TEXT EXCERPT

^^^^

The Rev. Rob Merola
Believe it or not, today is the last Sunday of Lent. It’s also the last sermon in our series suggesting that the secret of success is the willingness to do what we don’t feel like doing, what we don’t like doing, what we don’t want to do. We’ve suggested that perhaps the biggest thing people don’t want to do is face up to their problems, and we have seen how avoiding our problems is one of the greatest causes of misery in the world at large and in our own personal worlds.
Finally, we have seen how we must be willing to confront our problems and suffer the pain of solving them if we are ever going to be the mentally, emotionally, spiritually and physically healthy human beings that God created us to be, and that we long to be ourselves. This sermon series has been a call to find the courage, both through the grace of God and the support of our church community, to work through our hurts and learn from them that we might offer greater happiness, health and wholeness to the world, alleviating misery instead of perpetuating and increasing it.
It’s in that context that today we are going to talk about love—because love can be the most difficult thing of them all. That’s because love requires us to reach out to another. The problem is that there are powerful forces that push back, that keep us from putting ourselves out for another. These are forces like fear, the inertia which comes from doing the same thing over and over again even though the thing we are doing may not be loving, weariness, and even plain ol’ laziness.
Overcoming these forces means that love—real love—isn’t just a warm romantic feeling. It’s work. Hard work. Scary work. In fact, love is so difficult, so frightening, that most people won’t do it. They’ll settle for superficiality, simply getting along, and swimming in the shallow of the relational pool instead. They’ll talk about the weather, or sports, or give a rundown of the events of the day rather than talk deeply about what is going on in their hearts and minds and souls.
In this morning’s Gospel, we meet a woman who gives us a profound picture of what love looks like. Frankly, I find it not a little bit disturbing. I don’t think I’m alone. Did you know this is the first time you’ve heard this reading on Sunday in an Episcopal Church? In fact, if as is fairly common in the Episcopal Church, the only Bible stories you hear are the ones that are read on Sunday morning, this may be the first time you’ve heard this story in your life.
That’s because the Episcopal Church recently switched to Revised Common Lectionary. A lectionary is a collection of biblical passages assigning certain readings to certain Sundays. This one is shared with several other denominations, and it is a move towards uniting Christ’s church into the one body it is meant to be. It also has other advantages such as providing for more Scripture to be read, and to be read in order to give a better sense of context.
What makes this passage so disturbing? We, first of all it’s incredibly sensual. If you didn’t notice that, you probably weren’t paying attention. A young single woman let’s down her long, beautiful hair. She takes expensive, perfumed body oil. Then she pours this oil on his feet and begins to use her hair to massage the oil in. Wow! What an incredibly intimate moment—to the point where I’m betting it makes a good many of us uncomfortable just hearing about it.

^^^^

Excerpts from point annotation data
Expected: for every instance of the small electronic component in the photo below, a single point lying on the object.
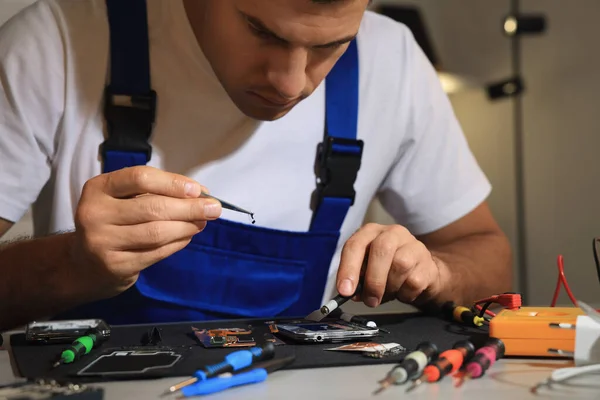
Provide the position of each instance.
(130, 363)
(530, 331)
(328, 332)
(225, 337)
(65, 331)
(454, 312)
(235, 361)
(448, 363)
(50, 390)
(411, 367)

^^^^

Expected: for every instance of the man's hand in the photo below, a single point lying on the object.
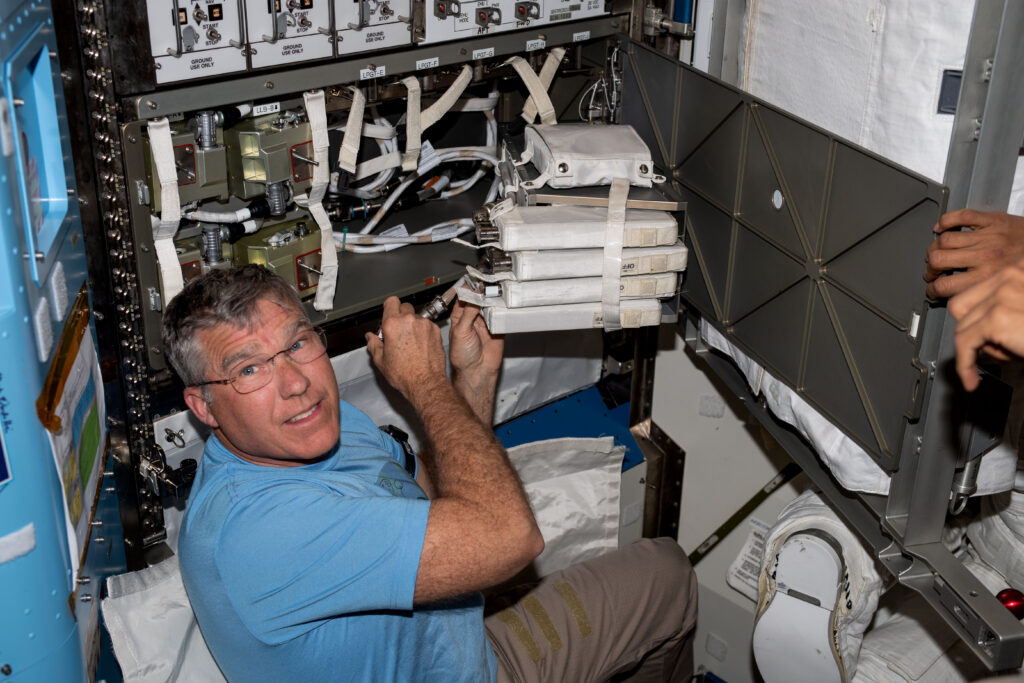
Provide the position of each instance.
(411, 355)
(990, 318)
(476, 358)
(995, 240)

^^^^

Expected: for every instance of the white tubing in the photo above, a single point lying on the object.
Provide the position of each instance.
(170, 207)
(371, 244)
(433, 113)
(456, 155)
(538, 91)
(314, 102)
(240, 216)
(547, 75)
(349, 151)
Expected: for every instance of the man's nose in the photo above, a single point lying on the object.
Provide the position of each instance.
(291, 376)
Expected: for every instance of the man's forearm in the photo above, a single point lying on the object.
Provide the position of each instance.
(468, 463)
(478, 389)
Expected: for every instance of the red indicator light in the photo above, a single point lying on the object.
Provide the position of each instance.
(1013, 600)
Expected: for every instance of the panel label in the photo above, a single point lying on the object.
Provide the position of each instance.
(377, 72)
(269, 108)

^^^^

SET TASKS
**a.** In the sermon, what did the Episcopal Church recently switch to?
**b.** Reproduce word for word the part of the sermon that starts with "That’s because the" and finishes with "sense of context.".

OUTPUTS BY TASK
**a.** The Revised Common Lectionary.

**b.**
That’s because the Episcopal Church recently switched to Revised Common Lectionary. A lectionary is a collection of biblical passages assigning certain readings to certain Sundays. This one is shared with several other denominations, and it is a move towards uniting Christ’s church into the one body it is meant to be. It also has other advantages such as providing for more Scripture to be read, and to be read in order to give a better sense of context.